SELECTED PASSAGE:
▼
English

Ollama Provider

Run open-source models locally with Ollama for privacy and cost savings.

Prerequisites

Install Ollama: ollama.ai
Pull a model: ollama pull llama3.2
Verify: ollama list

Configuration

[auth]
provider = "ollama"

[model]
provider_id = "ollama"
model = "llama3.2"
base_url = "http://localhost:11434/v1"

Available Models

Model	Size	Description
llama3.2	3B/1B	Meta's latest Llama
llama3.1	8B/70B	Previous generation
qwen2.5	7B/14B/72B	Alibaba Qwen model
mistral	7B	Mistral AI model
codellama	7B/13B/34B	Code-focused Llama
deepseek-coder	6.7B	Code generation
phi3	3.8B	Microsoft's small model

Pull models:

ollama pull llama3.2
ollama pull mistral
ollama pull codellama

CLI Usage

# Use Llama 3.2
savfox -m ollama:llama3.2 exec "Task"

# Use with OSS flag
savfox --oss exec "Task"

Configuration Options

[model.ollama]
base_url = "http://localhost:11434/v1"
temperature = 0.7
num_ctx = 4096
num_gpu = 1

GPU Acceleration

Ollama automatically uses GPU when available:

macOS: Metal (Apple Silicon)
Linux: CUDA (NVIDIA)
Windows: CUDA (NVIDIA)

Memory Requirements

Model Size	RAM Required
3B	8 GB
7B	16 GB
13B	32 GB
70B	128 GB+

Troubleshooting

Connection refused

Ensure Ollama is running: ollama serve
Check the base URL
Verify the port (default: 11434)

Out of memory

Use a smaller model
Reduce num_ctx
Close other applications

Slow responses

Enable GPU acceleration
Use a smaller model
Reduce context length
▲
SET EXERCISE:
Using the Ollama provider page, answer these:
(a) How much RAM does the page list for a 7B model?
(b) What does Ollama use for GPU acceleration on macOS?
(c) What default port does the troubleshooting section give?
The entries that follow are separate from the Ollama page.

LISTED ENTRIES:
▼
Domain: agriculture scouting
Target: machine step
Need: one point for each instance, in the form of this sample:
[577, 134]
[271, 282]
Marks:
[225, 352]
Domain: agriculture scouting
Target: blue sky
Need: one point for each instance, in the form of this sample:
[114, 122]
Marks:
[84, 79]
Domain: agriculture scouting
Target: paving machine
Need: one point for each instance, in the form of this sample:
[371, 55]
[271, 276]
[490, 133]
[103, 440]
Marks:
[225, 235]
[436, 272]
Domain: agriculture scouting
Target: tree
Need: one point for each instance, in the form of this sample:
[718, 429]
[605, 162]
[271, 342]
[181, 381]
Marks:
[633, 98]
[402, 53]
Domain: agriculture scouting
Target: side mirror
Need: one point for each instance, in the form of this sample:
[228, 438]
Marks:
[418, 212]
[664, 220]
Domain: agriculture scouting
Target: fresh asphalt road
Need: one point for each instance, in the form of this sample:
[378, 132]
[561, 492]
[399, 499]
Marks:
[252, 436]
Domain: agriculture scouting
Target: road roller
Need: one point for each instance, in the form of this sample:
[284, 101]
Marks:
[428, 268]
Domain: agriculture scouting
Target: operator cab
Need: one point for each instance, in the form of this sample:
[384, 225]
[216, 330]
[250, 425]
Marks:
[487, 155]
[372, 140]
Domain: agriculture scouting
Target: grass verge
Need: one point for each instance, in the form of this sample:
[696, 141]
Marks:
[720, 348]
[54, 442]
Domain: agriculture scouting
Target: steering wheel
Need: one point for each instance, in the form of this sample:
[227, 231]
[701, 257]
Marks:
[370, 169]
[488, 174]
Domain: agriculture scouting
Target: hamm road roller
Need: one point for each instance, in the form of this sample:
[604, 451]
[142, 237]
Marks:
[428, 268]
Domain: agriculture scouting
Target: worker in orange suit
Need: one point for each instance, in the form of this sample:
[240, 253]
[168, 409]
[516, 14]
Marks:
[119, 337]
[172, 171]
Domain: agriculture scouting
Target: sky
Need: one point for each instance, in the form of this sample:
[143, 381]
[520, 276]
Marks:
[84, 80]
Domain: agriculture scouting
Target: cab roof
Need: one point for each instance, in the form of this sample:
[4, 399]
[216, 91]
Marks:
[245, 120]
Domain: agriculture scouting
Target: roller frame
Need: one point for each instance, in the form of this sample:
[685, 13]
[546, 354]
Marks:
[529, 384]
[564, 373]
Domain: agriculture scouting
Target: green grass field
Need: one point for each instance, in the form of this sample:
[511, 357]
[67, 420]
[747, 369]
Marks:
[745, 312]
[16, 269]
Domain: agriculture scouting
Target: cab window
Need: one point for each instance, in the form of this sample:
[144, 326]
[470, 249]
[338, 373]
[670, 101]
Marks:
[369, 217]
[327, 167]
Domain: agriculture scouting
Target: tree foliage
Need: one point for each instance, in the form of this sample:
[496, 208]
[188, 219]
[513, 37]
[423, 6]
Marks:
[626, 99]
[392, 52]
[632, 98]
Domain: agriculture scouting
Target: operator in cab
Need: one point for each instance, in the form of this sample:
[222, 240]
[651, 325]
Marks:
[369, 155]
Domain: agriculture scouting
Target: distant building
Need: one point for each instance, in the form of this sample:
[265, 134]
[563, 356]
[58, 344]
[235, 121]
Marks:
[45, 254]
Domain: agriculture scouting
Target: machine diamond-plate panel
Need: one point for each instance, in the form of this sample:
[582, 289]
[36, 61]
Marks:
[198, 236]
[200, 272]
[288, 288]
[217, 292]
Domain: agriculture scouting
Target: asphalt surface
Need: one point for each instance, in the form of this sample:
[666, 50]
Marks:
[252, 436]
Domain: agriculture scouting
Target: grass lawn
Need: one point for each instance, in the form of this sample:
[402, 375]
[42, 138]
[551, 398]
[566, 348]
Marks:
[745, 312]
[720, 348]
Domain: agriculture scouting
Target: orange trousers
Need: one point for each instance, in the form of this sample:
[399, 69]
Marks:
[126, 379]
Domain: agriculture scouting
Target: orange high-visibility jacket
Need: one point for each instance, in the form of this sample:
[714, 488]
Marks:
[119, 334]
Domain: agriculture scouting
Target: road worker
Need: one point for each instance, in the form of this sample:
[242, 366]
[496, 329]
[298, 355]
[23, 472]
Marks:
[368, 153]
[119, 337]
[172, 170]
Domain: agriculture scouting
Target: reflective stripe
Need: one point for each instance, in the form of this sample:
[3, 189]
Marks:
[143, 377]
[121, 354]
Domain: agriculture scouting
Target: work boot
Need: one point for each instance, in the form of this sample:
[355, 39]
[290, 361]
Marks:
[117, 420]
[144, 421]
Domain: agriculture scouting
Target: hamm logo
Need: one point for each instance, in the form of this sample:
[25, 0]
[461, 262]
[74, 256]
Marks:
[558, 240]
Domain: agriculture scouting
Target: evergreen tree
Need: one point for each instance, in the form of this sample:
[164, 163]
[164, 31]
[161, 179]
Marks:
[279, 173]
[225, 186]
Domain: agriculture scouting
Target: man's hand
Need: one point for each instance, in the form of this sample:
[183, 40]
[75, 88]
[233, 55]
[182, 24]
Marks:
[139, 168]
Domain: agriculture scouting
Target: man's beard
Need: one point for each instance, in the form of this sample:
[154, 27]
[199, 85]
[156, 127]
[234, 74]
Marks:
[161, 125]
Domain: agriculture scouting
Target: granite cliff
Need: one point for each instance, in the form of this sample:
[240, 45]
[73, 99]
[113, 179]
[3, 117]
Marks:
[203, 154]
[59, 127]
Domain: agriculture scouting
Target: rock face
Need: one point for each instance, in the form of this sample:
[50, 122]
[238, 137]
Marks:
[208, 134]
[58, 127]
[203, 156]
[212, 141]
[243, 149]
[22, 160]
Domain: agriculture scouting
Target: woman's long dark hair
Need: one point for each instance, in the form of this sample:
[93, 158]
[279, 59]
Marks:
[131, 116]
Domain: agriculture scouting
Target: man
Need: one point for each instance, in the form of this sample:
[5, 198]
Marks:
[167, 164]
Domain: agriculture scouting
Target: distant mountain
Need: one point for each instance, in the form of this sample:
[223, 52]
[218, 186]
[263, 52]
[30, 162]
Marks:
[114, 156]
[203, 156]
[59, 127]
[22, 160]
▲
WORKED ANSWER:
(a) 16 GB
(b) Metal (Apple Silicon)
(c) 11434